Your goal: Output all of the data below exactly as given.

Given data:
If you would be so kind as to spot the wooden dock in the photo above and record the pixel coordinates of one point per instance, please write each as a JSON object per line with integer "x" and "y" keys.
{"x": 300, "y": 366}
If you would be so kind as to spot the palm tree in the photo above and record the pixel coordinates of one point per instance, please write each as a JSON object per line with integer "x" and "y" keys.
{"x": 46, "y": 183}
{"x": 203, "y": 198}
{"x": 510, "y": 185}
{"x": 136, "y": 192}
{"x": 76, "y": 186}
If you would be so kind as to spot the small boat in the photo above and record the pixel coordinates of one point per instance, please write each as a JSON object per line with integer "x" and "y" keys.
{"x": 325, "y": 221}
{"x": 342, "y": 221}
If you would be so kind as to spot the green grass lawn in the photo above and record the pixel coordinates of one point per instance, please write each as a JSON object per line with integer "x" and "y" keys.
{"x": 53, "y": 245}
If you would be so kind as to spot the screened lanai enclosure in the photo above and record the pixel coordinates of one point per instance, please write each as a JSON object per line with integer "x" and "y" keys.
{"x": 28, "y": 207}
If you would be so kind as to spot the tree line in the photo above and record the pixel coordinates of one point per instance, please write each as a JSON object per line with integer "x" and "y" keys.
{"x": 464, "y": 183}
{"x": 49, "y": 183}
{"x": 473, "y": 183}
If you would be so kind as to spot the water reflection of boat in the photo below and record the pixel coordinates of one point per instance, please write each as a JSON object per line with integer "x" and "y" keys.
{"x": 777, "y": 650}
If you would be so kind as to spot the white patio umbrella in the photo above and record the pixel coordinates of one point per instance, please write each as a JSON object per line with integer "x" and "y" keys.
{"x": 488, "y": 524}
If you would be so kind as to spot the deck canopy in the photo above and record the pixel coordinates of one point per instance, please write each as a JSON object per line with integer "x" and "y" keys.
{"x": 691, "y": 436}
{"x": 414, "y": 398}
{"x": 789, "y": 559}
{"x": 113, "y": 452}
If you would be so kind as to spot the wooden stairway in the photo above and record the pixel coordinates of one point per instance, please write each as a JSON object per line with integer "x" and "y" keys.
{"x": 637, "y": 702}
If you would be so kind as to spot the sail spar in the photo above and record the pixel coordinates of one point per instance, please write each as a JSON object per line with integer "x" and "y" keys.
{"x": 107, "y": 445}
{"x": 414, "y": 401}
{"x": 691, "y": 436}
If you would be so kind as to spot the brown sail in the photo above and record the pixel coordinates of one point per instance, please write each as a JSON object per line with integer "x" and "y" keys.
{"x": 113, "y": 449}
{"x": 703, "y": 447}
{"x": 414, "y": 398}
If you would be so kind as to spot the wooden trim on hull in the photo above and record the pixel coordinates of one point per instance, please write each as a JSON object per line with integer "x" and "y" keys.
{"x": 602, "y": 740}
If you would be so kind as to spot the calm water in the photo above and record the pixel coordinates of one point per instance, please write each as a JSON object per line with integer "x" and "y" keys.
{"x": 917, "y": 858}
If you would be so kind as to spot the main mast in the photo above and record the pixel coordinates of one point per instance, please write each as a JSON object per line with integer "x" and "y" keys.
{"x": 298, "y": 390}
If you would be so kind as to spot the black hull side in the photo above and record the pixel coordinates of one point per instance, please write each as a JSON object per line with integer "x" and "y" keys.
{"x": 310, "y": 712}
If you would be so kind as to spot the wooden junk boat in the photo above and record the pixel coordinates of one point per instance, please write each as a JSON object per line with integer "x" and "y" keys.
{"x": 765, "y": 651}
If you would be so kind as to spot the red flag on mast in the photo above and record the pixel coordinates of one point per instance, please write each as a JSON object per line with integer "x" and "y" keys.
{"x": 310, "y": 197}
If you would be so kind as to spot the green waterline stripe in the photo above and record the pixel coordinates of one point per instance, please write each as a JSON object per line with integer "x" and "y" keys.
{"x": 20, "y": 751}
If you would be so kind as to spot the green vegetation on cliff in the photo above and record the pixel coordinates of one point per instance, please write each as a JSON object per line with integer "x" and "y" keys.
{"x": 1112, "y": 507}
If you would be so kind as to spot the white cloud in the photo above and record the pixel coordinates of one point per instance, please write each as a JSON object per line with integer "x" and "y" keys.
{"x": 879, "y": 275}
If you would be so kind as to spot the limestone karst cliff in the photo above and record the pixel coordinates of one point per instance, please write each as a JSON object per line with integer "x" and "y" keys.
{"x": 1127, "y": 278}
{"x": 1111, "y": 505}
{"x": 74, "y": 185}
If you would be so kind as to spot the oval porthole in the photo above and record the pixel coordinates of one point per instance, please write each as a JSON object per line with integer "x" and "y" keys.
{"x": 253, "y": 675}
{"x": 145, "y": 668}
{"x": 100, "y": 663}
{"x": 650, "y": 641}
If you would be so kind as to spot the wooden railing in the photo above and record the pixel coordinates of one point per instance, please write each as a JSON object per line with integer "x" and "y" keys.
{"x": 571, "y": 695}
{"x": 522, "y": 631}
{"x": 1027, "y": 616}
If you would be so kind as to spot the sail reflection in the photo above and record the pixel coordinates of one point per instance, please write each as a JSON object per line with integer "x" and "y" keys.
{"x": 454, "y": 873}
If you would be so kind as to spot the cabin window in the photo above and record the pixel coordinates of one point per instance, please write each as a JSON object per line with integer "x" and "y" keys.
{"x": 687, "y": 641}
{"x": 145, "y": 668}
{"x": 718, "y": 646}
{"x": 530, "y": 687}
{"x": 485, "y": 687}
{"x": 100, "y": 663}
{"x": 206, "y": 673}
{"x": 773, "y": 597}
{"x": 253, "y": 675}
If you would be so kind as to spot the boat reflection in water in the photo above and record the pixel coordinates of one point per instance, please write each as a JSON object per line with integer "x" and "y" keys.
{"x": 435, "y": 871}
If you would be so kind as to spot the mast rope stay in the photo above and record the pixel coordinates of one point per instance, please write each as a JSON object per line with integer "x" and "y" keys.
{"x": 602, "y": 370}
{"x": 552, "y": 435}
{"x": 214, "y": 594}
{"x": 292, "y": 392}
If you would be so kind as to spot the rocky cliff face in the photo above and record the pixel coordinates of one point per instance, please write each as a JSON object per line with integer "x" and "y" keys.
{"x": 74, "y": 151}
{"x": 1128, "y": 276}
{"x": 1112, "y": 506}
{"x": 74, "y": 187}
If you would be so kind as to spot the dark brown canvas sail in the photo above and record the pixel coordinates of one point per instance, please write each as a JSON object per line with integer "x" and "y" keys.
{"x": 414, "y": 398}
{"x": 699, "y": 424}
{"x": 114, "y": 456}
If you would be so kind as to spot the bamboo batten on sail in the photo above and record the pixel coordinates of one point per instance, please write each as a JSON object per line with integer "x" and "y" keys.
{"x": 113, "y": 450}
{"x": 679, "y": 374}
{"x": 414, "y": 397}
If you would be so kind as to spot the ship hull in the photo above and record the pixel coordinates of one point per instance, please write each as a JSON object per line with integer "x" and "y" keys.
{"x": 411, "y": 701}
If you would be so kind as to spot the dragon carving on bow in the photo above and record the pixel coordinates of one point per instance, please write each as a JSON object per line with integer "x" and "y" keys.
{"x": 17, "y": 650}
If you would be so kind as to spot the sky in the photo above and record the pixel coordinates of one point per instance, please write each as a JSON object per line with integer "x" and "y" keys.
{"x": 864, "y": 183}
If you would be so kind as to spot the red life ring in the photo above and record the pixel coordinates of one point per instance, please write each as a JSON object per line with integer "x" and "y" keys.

Written response:
If you would be so kind as to spot the wooden dock in the photo above and record the pixel coordinates of one point per instance, please write each as a JSON object per line with integer "x" and "y" keys.
{"x": 300, "y": 366}
If you would be so kind as to spot the palm tree in the photo above and record the pixel coordinates of one point per instance, please write each as a JSON object per line with integer "x" and "y" keys.
{"x": 46, "y": 183}
{"x": 203, "y": 198}
{"x": 510, "y": 185}
{"x": 136, "y": 192}
{"x": 76, "y": 186}
If you would be so kind as to spot the small boat in the photo above and record the pixel coordinates of one point per instance, please write each as a JSON object per line with integer "x" and "y" keys.
{"x": 325, "y": 221}
{"x": 342, "y": 221}
If you would be so kind as to spot the green grass lawn in the photo above and record the pixel coordinates of one point per instance, please write each as a JSON object per line with integer "x" and "y" keys.
{"x": 53, "y": 245}
If you would be so kind as to spot the screened lanai enclosure in the photo above and record the pixel coordinates of one point per instance, please write each as a JSON object per line with integer "x" and "y" keys.
{"x": 28, "y": 207}
If you would be so kind as to spot the tree line in the photo above and record the pixel coordinates of one point per instance, please write each as a JSON object per line with integer "x" and "y" keys.
{"x": 464, "y": 183}
{"x": 49, "y": 183}
{"x": 473, "y": 183}
If you would be so kind as to spot the water reflection of boat in the photo below and record the pixel coordinates of one point per instance, please write each as a JSON object per line with integer "x" and "y" keys.
{"x": 777, "y": 650}
If you would be so kind as to spot the white patio umbrella in the photo above and record the pixel coordinates of one point per instance, please write each as a JSON object per line with integer "x" and "y" keys.
{"x": 488, "y": 524}
If you would be so kind as to spot the deck canopy in the photo above and record the pixel coordinates of one point per instance, please write each as a JSON object per line with integer "x" and "y" keys.
{"x": 691, "y": 436}
{"x": 414, "y": 398}
{"x": 789, "y": 559}
{"x": 113, "y": 452}
If you would be so kind as to spot the wooden stairway in the photo above and record the pixel coordinates of one point per instance, please write each as a JSON object per line with integer "x" and "y" keys.
{"x": 637, "y": 702}
If you would be so kind as to spot the sail spar in the photo above and record the pixel coordinates of one point per instance, please write each as a JSON object per line with integer "x" and "y" keys.
{"x": 107, "y": 445}
{"x": 414, "y": 401}
{"x": 691, "y": 436}
If you would be so kind as to spot the brown sail in the photo above and record the pixel coordinates of one point per instance, please write each as a JSON object per line with integer "x" and "y" keys.
{"x": 113, "y": 449}
{"x": 703, "y": 447}
{"x": 414, "y": 398}
If you would be so kind as to spot the wooden trim on hull in the photo above and record the pixel coordinates of one point per instance, please write each as a JSON object per line with integer "x" and "y" keys.
{"x": 602, "y": 740}
If you would be so kind as to spot the calm water in the photo above and record the pixel coordinates of one point per instance, please write each as a JSON object per line with integer "x" and "y" keys.
{"x": 917, "y": 858}
If you would be so kind as to spot the main mast in the photo above and record the pixel coordinates of one point per instance, please write each as a JSON object per line with integer "x" and "y" keys.
{"x": 298, "y": 390}
If you would be so kind as to spot the black hull side in the photo above and record the pixel coordinates of one point per instance, please write each as a JSON object per line with integer "x" and "y" keys.
{"x": 310, "y": 712}
If you would be so kind as to spot the wooden junk boat in the photo above and record the pixel coordinates of one point per instance, please write each as a JSON object per line with integer "x" and "y" keys.
{"x": 765, "y": 651}
If you would be so kind as to spot the red flag on mast in the photo above and record the pixel coordinates of one point per instance, please write each as a JSON object per line with integer "x" and "y" keys.
{"x": 310, "y": 197}
If you would be so kind as to spot the green waterline stripe in the photo above and record the pixel coordinates of one point per instance, please write each as a JSON object per line with integer "x" and "y" keys.
{"x": 20, "y": 751}
If you would be so kind as to spot the green vegetation on cliff in the photo above and record the pixel coordinates of one point per instance, please write each as a JSON object per line with integer "x" and "y" keys.
{"x": 1112, "y": 507}
If you would be so kind as to spot the white cloud in the photo above and record the pixel coordinates of one point per instance, please write each as a JSON object per line with integer "x" and "y" keys.
{"x": 879, "y": 275}
If you would be so kind as to spot the limestone karst cliff in the photo above and record the pixel coordinates of one point per instance, please write each as a JSON object per line with integer "x" and "y" keys.
{"x": 1127, "y": 278}
{"x": 1111, "y": 505}
{"x": 74, "y": 185}
If you would be so kind as to spot the oval porthole in the photo above and record the pixel coordinates of one point per instance, please write each as a JSON object per line with integer "x" and "y" keys.
{"x": 253, "y": 675}
{"x": 145, "y": 668}
{"x": 100, "y": 663}
{"x": 650, "y": 641}
If you would be so kind as to spot the wooden railing in the photo above and record the pixel coordinates of one point per instance, please write each as a JSON object per line with integer "x" and "y" keys.
{"x": 571, "y": 695}
{"x": 522, "y": 631}
{"x": 1027, "y": 616}
If you would be so kind as to spot the sail reflection in the photo above and record the pixel coordinates of one point per instance, please write each as a JSON object per line with integer "x" and "y" keys.
{"x": 454, "y": 873}
If you would be so kind as to spot the cabin window in the photo above and record the pixel coordinates of one point per instance, please write each as a JSON object per line with integer "x" and "y" keys.
{"x": 687, "y": 641}
{"x": 145, "y": 668}
{"x": 718, "y": 646}
{"x": 530, "y": 687}
{"x": 485, "y": 687}
{"x": 100, "y": 663}
{"x": 206, "y": 673}
{"x": 773, "y": 597}
{"x": 253, "y": 675}
If you would be so kind as to spot the boat reflection in water in the photo above and record the pixel coordinates of one point per instance, please write each as a JSON object per line with integer "x" and "y" keys.
{"x": 435, "y": 871}
If you would be so kind as to spot the mast rope stay in the photo above and record the pixel coordinates of one point per instance, please write each as a JSON object per line with integer "x" and "y" keys.
{"x": 602, "y": 370}
{"x": 552, "y": 435}
{"x": 214, "y": 594}
{"x": 292, "y": 392}
If you would be so kind as to spot the rocky cliff face in the photo above and record the pixel coordinates of one point per instance, please write each as a JSON object per line with integer "x" and "y" keys.
{"x": 74, "y": 151}
{"x": 1128, "y": 276}
{"x": 1112, "y": 506}
{"x": 74, "y": 187}
If you would be so kind as to spot the dark brown canvas sail in the photo above and record the pixel coordinates of one point per instance, please write each as a JSON object per line with integer "x" and "y" keys.
{"x": 414, "y": 398}
{"x": 699, "y": 424}
{"x": 114, "y": 456}
If you would be so kind as to spot the bamboo batten on sail in the photo above and record the pixel coordinates of one point per instance, please write each as a JSON object per line with integer "x" and "y" keys.
{"x": 113, "y": 450}
{"x": 679, "y": 374}
{"x": 414, "y": 397}
If you would be so kind as to spot the ship hull in the photo above and record the pixel coordinates of one point per instance, please write each as a JSON object per line with integer "x" and "y" keys.
{"x": 411, "y": 701}
If you would be so kind as to spot the dragon carving on bow in the photo above and record the pixel coordinates of one point per instance, please write each as a JSON object per line with integer "x" and "y" keys.
{"x": 17, "y": 650}
If you would be so kind as to spot the sky in the photo above and record the pixel coordinates of one point per instance, please write each as a JSON object per line with integer "x" and "y" keys.
{"x": 864, "y": 183}
If you would be so kind as to spot the red life ring in the photo above and record the pixel coordinates of one point per instance, please write each as a JSON object per line with integer "x" and "y" keys.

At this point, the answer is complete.